> [About this exercise]:
Copy every line below. Do not alter any of them.

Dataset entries

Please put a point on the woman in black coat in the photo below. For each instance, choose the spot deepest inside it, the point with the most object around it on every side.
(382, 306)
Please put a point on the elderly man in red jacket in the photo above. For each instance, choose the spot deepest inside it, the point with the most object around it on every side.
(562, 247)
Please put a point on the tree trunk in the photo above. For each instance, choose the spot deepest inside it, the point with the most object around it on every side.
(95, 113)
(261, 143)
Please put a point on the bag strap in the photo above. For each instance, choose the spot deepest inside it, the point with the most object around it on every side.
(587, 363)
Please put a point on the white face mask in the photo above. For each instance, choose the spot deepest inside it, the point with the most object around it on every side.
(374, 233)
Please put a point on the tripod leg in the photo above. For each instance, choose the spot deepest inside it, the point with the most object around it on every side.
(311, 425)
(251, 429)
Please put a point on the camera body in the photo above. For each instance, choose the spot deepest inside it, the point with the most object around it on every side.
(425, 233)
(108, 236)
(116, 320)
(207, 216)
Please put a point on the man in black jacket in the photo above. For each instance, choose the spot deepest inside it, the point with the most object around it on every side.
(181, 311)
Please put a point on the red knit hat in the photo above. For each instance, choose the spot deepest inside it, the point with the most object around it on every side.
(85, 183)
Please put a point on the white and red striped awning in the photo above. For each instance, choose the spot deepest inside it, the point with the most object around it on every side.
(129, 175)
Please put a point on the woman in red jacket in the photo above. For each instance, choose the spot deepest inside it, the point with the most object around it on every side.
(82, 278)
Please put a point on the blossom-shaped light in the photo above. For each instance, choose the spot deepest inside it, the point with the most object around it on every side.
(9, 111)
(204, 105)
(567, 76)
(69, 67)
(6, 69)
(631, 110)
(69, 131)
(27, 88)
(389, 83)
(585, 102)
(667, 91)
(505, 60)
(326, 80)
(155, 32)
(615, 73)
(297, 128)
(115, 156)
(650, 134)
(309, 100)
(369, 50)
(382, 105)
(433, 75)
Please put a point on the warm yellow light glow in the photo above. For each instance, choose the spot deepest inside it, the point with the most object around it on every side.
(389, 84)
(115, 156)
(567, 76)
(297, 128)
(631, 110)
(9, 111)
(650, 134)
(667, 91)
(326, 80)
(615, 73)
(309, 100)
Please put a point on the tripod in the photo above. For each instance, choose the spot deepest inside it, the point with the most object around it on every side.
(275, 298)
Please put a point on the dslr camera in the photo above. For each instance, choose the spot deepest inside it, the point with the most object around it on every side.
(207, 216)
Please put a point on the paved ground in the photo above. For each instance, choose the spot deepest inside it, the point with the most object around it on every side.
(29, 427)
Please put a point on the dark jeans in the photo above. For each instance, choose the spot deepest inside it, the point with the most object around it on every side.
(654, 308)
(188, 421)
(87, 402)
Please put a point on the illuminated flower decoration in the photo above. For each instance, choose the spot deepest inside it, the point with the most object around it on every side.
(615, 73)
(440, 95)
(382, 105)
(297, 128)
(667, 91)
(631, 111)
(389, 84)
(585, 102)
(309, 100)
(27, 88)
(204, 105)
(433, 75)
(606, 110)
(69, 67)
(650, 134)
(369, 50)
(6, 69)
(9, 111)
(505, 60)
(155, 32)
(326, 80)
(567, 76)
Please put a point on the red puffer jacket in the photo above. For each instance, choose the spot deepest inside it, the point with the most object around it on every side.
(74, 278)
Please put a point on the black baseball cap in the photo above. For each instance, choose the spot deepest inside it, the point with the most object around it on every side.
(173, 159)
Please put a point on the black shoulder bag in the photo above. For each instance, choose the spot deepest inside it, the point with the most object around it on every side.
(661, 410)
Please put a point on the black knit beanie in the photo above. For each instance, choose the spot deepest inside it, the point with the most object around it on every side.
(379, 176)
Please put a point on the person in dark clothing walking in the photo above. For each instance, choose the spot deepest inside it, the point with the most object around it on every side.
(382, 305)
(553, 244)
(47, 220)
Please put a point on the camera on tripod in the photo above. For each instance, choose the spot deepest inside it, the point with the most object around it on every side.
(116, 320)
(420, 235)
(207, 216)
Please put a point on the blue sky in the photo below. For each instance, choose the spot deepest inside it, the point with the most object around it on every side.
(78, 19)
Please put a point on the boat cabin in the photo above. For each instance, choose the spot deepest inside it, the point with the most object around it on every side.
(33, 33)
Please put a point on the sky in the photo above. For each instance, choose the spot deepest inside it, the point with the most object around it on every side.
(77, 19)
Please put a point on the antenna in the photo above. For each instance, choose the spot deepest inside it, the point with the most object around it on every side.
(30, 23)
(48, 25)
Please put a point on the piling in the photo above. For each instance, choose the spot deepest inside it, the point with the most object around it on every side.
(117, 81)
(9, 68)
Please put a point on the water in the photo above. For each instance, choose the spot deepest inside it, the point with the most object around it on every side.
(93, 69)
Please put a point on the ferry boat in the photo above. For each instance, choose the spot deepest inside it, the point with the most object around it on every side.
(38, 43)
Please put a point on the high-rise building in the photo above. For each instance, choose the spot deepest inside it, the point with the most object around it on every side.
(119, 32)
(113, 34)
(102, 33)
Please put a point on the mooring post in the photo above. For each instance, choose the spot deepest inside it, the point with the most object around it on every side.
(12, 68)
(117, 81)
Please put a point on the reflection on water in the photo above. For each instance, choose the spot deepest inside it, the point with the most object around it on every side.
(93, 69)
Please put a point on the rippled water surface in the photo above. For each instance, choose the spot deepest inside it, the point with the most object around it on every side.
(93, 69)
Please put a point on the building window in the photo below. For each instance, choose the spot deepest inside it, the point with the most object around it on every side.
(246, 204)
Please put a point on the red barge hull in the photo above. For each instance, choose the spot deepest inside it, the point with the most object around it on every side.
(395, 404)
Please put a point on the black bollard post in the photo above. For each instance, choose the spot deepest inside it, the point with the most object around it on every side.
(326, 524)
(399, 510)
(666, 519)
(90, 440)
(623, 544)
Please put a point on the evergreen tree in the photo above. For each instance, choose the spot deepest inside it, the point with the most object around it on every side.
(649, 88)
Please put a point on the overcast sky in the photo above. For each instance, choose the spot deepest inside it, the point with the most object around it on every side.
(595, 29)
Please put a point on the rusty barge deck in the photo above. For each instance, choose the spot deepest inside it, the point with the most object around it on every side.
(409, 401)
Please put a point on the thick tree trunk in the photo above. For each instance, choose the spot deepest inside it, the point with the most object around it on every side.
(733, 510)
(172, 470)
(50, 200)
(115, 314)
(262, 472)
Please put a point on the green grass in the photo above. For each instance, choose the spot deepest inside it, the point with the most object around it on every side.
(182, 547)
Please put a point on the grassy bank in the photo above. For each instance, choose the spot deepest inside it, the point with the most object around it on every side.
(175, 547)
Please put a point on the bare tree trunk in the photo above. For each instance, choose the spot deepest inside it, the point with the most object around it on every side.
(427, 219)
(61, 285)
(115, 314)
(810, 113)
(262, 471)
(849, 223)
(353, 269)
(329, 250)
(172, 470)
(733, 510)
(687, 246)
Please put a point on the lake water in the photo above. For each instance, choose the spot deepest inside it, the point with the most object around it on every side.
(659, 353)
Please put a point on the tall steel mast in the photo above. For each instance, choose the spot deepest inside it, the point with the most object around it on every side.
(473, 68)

> [Response area]:
Please put a point on the woman in black coat in the photo below. For each instance, choose the spot deepest inside it, the point with the most object around it on every side.
(382, 306)
Please put a point on the elderly man in red jacket in the photo above. For each instance, choose the spot deepest inside it, the point with the most object around it on every side.
(562, 247)
Please put a point on the tree trunk in the photo above. For each instance, choose the spot deepest inside it, the point with the most object around it on every side.
(95, 113)
(261, 143)
Please put a point on the bag strap in the photo above. For each instance, choose the spot deepest inside it, the point with the most object around it on every side.
(587, 363)
Please put a point on the white face mask in the photo above. For each instance, choose the spot deepest inside it, the point with the most object around it on every side.
(374, 233)
Please put a point on the tripod leg in the photo above. For each instance, choose the spot deepest inside it, the point with the most object around it on every side.
(311, 425)
(251, 429)
Please put a point on the camera body in the photo above. For each instance, choose the spot deepest inside it, the point with the most object around it on every side.
(425, 233)
(108, 236)
(116, 320)
(207, 216)
Please put a point on the man in black jacket in the photo above. For each instance, choose the spot deepest inside it, the point with the most object around it on every side.
(181, 311)
Please put a point on the red knit hat in the photo above. For each instance, choose the spot deepest inside it, the point with the most object around it on every side.
(85, 183)
Please put a point on the white and red striped awning in the photo above. For each instance, choose the spot deepest inside it, the point with the most object around it on every side.
(129, 175)
Please put a point on the woman in red jacket in the photo above. For each instance, choose the spot deepest inside it, the point with the most object around it on every side.
(82, 278)
Please put a point on the blossom-shaped light in the photo above. For each instance, choose the spot deepest inside it, the point with the most object around it on every side.
(9, 111)
(204, 105)
(567, 76)
(69, 67)
(6, 69)
(631, 110)
(69, 131)
(27, 88)
(389, 83)
(585, 102)
(667, 91)
(505, 60)
(326, 80)
(155, 32)
(615, 73)
(297, 128)
(115, 156)
(650, 134)
(309, 100)
(369, 50)
(382, 105)
(433, 75)
Please put a point on the warm yellow light glow in the photo above. For each instance, choose the spot deepest inside it, the point with the most object around it on every side.
(389, 84)
(115, 156)
(567, 76)
(297, 128)
(631, 110)
(9, 111)
(650, 134)
(667, 91)
(326, 80)
(615, 73)
(309, 100)
Please put a point on the tripod in the photo above. For each instance, choose the spot deepest inside it, the point with the most object around it on every side.
(275, 298)
Please put a point on the dslr camera in the photo above. For each instance, choose the spot deepest inside it, the point with the most object around it on every side.
(207, 216)
Please put a point on the paved ground in the photo above. For each instance, choose the spot deepest inside it, the point with the most object around it on every side.
(29, 427)
Please put a point on the dark jeans in the photo above. For each instance, choose the spot deepest inside it, the point with the most object around it on every side.
(654, 308)
(188, 421)
(87, 402)
Please put a point on the illuminated flower decoration in the photo above. For each instance, choose the spot deepest inside it, the point with the most object around it on every side.
(615, 73)
(440, 95)
(382, 105)
(297, 128)
(667, 91)
(631, 111)
(389, 84)
(585, 102)
(309, 100)
(27, 88)
(204, 105)
(433, 75)
(606, 110)
(69, 67)
(650, 134)
(369, 50)
(6, 69)
(9, 111)
(505, 60)
(155, 32)
(326, 80)
(567, 76)
Please put a point on the red puffer jacket in the photo above. For each instance, choose the spot deepest inside it, the point with the most object around it on every side.
(74, 278)
Please put a point on the black baseball cap in the photo above. For each instance, choose the spot deepest inside it, the point with the most object around it on every side.
(173, 159)
Please put a point on the black shoulder bag in the photo above. For each instance, choose the spot deepest inside it, the point with the most object around it on every side.
(661, 410)
Please put a point on the black knit beanie in the photo above. For each instance, choose the spot deepest inside it, the point with the most object around it on every side.
(379, 176)
Please put a point on the person in dark clothing walking in the photo above. For each instance, choose the spot deepest inside it, the point with the most object around it on every side.
(382, 305)
(553, 244)
(47, 220)
Please put a point on the camera on tripod in the photo above. For each instance, choose the spot deepest inside it, the point with the most object around it on every side.
(116, 320)
(420, 235)
(207, 216)
Please put a point on the blue sky in the photo below. For each instance, choose the spot deepest inside it, the point with the most object around it on every side.
(78, 19)
Please put a point on the boat cabin in the photo above. For each instance, choose the spot deepest inside it, the point with the most object around it on every side.
(33, 33)
Please put a point on the sky in the photo above. For each instance, choose the spot deepest inside it, the point with the most object around it on every side.
(77, 19)
Please put a point on the antenna in the photo above. For each instance, choose the spot deepest inside it, the point with the most object around it on every side.
(30, 23)
(48, 25)
Please put a point on the piling in the photo above. For each instance, choose the spot deepest inside it, the point with the most object around it on every side.
(117, 81)
(9, 68)
Please put a point on the water in the photo above. For each instance, choose the spot deepest inside it, the point with the most object around it on every side.
(93, 69)
Please put a point on the ferry boat in the photo above. For each instance, choose the spot deepest inside it, the point with the most object around it on every side.
(38, 43)
Please put a point on the high-rise building in the photo above. For each instance, choose the spot deepest inside it, the point with the most object around it on every side.
(119, 32)
(113, 34)
(102, 33)
Please put a point on the mooring post in the photo above. For each instance, choose the spot deepest inside it, the point with the most object around it on every side.
(12, 68)
(117, 81)
Please put a point on the reflection on water in the photo above. For each instance, choose the spot deepest inside it, the point with the most object around it on every side.
(93, 69)
Please put a point on the rippled water surface in the photo above. For each instance, choose the spot deepest inside it, the point with the most object around it on every side.
(93, 69)
Please put a point on the building window in the photo below. For each instance, choose the spot deepest inside it, the point with the most object around it on every side.
(246, 204)
Please put a point on the red barge hull in the photo above. For each instance, choose the spot deepest inside it, the point with the most object around it on every side.
(395, 404)
Please put a point on the black bollard post in the photo above. For each instance, choose the spot deepest inside it, the point with the most object around it on every side.
(326, 524)
(399, 510)
(666, 519)
(90, 440)
(623, 544)
Please put a point on the evergreen tree in the photo above. For each instance, choose the spot deepest inside it, the point with the most object around it on every side.
(649, 88)
Please put a point on the overcast sky in the photo above. For each instance, choose the spot deepest inside it, the point with the most object around it on every side.
(595, 29)
Please put a point on the rusty barge deck in the photo above. For each instance, choose the spot deepest inside it, the point with the most object around it on every side.
(409, 401)
Please put a point on the thick tree trunk in the photo above. For each instance, choose the spot deepest inside it, the point with the most object around it on every side.
(733, 510)
(172, 470)
(50, 200)
(115, 314)
(262, 472)
Please put a point on the green grass in the photo above. For each instance, choose the spot deepest inside it, the point with the most object around it on every side.
(182, 547)
Please put a point on the grassy bank in the photo above. For each instance, choose the spot deepest inside it, the point with the most object around it on every side.
(175, 547)
Please put a point on the bare tree trunk in the photo above. For each instance, choose the spot deepest inside it, the point with the most object around it on every side.
(427, 219)
(61, 285)
(115, 314)
(810, 113)
(262, 471)
(849, 223)
(353, 269)
(329, 250)
(172, 470)
(733, 510)
(687, 246)
Please put a point on the lake water in the photo above. For each instance, choose the spot deepest inside it, the point with the most object around it on every side.
(659, 353)
Please put a point on the tall steel mast in the photo above. For each instance, choose the spot deepest inside it, the point with the most object around it on every side.
(473, 68)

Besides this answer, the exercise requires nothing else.